**PASSAGE SHOWN:**
──────────────────────────────
# Sad Sad Friend



## cottoncandy946 (Apr 2, 2009)

My friends betta moon has died and shes very very sad what should i do


----------



## COBettaCouple (Mar 24, 2009)

When she's ready, maybe shop for a new Betta with her. It's hard losing them, they're real pets and a lot of people don't understand how much.


----------



## cottoncandy946 (Apr 2, 2009)

ooo ok ill try that but the reason moon died is because her little sister puored the fish tank cleaner in moon's bowl


----------



## petlover516 (Nov 12, 2008)

tell her to keep fish cleaner and fish food out of her lil sisters reach. im pretty sure the most common reason for fish deaths is because a small child dumps something like fish food into the tank. ive seen it a million times.


----------



## COBettaCouple (Mar 24, 2009)

It would be best if she could get a tank, even as small as 2.5g to keep a Betta in and ya, definitely out of her sister's reach.


----------



## Chickadee (Nov 15, 2008)

Bettas REALLY need to be kept like other tropical fish in tanks with filters and heaters and all. They live longer and are healthier. Bowls just do not do it for them. Now I know I am going to have many other people posting that they have had bettas who have lived for years in a bowl but that is a real chore and takes very special handling. If you want to keep a tropical fish like a betta then it needs to be in a tank and treated like a tropical fish would be treated. Whether Petco, Petsmart, or any other fish store wants to tell you this Bettas are Tropical fish. They come from the tropical waters of Thailand and not mud puddles either. The waters are warm and not small places that are the size of teacups.
──────────────────────────────
**MATERIAL:**
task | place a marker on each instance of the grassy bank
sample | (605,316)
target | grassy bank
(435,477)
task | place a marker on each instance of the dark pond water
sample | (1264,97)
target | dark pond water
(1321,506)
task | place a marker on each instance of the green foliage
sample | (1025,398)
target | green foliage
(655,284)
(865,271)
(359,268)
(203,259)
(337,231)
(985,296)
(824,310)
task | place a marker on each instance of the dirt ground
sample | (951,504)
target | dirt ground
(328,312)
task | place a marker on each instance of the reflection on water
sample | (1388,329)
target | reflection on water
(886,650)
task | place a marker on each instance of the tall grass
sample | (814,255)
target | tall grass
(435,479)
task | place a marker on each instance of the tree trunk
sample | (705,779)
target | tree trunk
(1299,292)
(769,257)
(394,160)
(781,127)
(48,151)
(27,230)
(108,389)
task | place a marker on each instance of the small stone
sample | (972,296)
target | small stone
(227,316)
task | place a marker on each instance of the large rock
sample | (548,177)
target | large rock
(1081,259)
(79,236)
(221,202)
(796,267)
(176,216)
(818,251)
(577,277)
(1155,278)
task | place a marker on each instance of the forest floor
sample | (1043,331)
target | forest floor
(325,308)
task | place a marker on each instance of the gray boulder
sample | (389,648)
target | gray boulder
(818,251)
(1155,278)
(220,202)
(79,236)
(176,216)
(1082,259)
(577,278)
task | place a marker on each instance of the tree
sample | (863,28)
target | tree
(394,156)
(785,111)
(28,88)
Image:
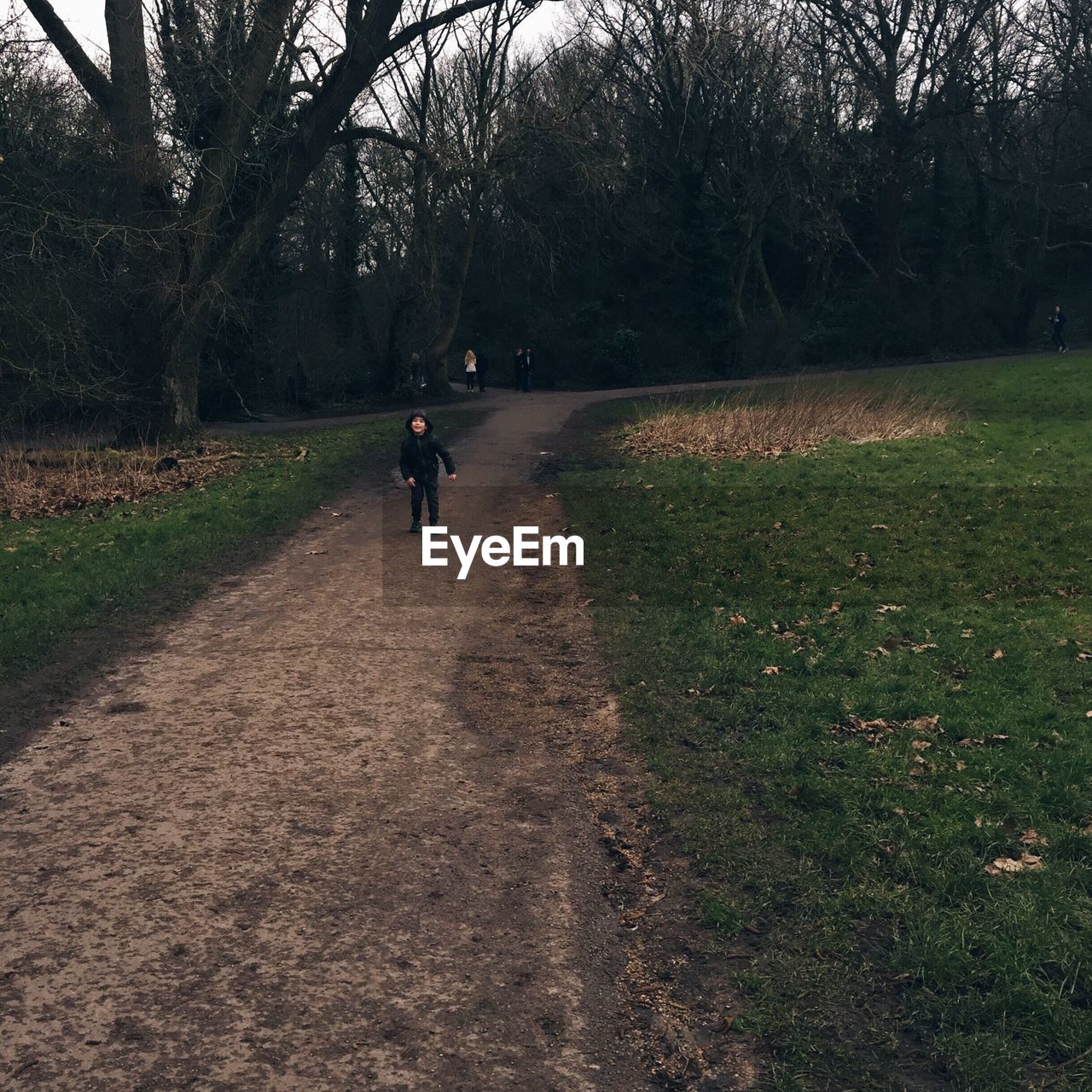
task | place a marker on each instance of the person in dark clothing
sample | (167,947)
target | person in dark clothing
(526,373)
(1058,327)
(421,451)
──────────────────────────────
Say whether each statement below agrees with the betta forum thread, and answer yes or no for each, quoting the words from the thread that decide it.
1. Moon died because the friend's little sister put fish tank cleaner in the bowl.
2. One reply suggests a tank as small as 2.5g would do for a betta.
3. One reply says bettas come from mud puddles.

**PROBLEM SOLUTION:**
1. Yes: "her little sister puored the fish tank cleaner in moon's bowl"
2. Yes: "It would be best if she could get a tank, even as small as 2.5g to keep a Betta in"
3. No: "They come from the tropical waters of Thailand and not mud puddles either."